By Pulse Canada
Feb. 2, 2012 - As Heart Month begins, new research shows that adding peas, beans, chickpeas and lentils, known collectively as “pulses”, to a regular diet can reduce cholesterol, a risk factor in cardiovascular disease.
A 2011 study led by Dr. Philip Chilibeck, Professor at the College of Kinesiology at the University of Saskatchewan, was designed to determine the effects of a pulse-based diet in individuals over the age of 50. Study participants consumed two daily servings (about 1 1/2 cups) of pulses for two months.
The study showed that compared to their regular diet, the pulse-based diet decreased the participants’ total cholesterol by 8.3%. This reduction included a 7.9% drop in LDL, also known as “bad” cholesterol, over the two month period.
The level of decrease for both total and LDL cholesterol seen from pulses in this study is similar to those seen from eating oats and plant sterols, both of which recently received approved health claims in Canada for their cholesterol-lowering effects. In Canada, it is estimated that approximately 50% of the general adult population has moderate to high cholesterol levels.
“Our results confirmed that adding pulses to a regular diet can result in a reduced risk of cardiovascular disease,” said Dr. Chilibeck.
Pulses are a heart-healthy food. They are rich in nutrients like protein, fibre, folate and antioxidants. They are low in fat, and contain no trans fat, sodium or cholesterol. Eating pulses regularly may also lower risk of cardiovascular disease via favourable effects on blood pressure, blood glucose and insulin levels by satisfying hunger and helping manage body weight.

[Your goal] Extend the article on pulses and cholesterol with a few sentences that pick up after its final line. The listing that comes next is separate material and has no connection to the article on pulses and cholesterol.

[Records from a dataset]

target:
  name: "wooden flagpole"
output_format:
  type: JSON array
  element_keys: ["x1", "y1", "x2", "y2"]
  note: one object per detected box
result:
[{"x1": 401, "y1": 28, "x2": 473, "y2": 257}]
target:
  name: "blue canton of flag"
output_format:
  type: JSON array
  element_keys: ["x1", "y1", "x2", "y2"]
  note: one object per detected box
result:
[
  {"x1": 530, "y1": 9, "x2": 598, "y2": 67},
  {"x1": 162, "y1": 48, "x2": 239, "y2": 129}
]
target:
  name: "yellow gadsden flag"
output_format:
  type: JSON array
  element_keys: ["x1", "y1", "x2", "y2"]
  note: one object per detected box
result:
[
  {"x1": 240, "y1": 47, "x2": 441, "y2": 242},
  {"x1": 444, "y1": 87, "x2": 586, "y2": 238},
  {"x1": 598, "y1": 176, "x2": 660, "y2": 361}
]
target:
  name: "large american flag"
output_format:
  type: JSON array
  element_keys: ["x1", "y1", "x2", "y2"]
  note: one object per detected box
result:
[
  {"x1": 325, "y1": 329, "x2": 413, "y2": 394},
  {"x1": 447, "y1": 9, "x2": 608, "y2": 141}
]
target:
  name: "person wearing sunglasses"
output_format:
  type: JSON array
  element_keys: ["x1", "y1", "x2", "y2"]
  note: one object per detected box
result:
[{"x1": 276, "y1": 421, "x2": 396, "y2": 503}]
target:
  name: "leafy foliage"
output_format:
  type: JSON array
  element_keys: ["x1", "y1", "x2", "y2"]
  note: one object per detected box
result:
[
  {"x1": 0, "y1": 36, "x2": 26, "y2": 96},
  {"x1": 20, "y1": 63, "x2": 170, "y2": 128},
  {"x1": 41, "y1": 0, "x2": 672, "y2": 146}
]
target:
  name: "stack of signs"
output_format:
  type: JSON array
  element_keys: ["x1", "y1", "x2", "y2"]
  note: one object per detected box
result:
* * *
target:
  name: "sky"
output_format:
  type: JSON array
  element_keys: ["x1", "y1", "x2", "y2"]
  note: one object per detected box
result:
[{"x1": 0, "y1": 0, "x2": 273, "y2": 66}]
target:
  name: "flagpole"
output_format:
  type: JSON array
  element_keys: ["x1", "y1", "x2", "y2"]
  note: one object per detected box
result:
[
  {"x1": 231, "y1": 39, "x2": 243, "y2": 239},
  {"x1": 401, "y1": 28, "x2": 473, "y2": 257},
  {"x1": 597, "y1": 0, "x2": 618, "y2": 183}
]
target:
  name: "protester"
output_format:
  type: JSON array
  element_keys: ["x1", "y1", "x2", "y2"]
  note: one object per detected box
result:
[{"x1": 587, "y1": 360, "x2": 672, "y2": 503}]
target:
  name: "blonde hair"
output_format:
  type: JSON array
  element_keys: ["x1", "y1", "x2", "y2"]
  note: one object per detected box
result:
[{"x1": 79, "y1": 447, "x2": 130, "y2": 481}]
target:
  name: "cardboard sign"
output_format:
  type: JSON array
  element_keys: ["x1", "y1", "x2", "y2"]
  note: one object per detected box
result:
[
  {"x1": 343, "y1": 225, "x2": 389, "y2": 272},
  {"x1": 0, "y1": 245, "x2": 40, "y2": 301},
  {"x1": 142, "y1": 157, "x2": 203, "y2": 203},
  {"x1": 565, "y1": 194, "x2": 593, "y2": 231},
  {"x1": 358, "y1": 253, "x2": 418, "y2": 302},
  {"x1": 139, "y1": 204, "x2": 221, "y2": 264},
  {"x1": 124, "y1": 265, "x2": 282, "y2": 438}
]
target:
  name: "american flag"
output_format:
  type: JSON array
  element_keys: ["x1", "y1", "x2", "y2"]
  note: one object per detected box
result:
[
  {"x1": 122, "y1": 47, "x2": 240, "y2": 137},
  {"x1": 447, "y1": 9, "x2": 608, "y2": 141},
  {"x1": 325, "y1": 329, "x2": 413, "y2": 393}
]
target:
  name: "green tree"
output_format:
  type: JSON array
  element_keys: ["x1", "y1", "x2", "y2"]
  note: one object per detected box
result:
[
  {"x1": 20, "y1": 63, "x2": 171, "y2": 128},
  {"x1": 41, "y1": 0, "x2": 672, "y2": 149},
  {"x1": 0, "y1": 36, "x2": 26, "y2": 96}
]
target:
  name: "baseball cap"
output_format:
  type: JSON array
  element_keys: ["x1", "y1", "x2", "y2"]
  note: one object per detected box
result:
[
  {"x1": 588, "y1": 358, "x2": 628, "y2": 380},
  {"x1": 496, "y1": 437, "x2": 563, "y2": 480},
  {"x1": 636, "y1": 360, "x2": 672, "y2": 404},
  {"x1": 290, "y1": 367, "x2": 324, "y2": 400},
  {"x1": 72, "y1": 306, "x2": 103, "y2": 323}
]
==
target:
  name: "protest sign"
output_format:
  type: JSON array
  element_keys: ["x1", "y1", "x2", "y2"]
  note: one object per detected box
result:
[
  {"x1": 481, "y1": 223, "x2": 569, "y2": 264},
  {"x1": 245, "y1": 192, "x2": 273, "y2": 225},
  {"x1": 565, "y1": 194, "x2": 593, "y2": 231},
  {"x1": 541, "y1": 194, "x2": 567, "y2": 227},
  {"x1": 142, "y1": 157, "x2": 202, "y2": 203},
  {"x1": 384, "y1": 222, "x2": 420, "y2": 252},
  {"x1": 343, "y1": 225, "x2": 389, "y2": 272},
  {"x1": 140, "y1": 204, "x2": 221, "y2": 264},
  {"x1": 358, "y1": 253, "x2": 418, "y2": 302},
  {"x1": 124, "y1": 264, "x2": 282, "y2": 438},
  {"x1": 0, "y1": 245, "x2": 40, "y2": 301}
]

[Output of the exercise]
“Increased pulse consumption can be an important part of a dietary strategy to reduce the risk of heart disease,” says Dr. Julianne Curran, Director of Research, Scientific and Regulatory Affairs for Pulse Canada. Heart disease and stroke are the leading cause of death, and account for nearly 30% of deaths worldwide each year.
Canada’s Food Guide (CFG) recommends eating meat alternatives such as beans, lentils and tofu often to minimize the amount of saturated fat in the diet. According to the CFG, one serving of pulses equals approximately ¾ of a cup, or the size of a tennis ball. Pulse Canada is the national association representing growers, traders and processors of Canadian pulse crops (peas, beans, lentils and chickpeas). Canada is the world’s largest supplier of pulses, with exports reaching more than 150 countries.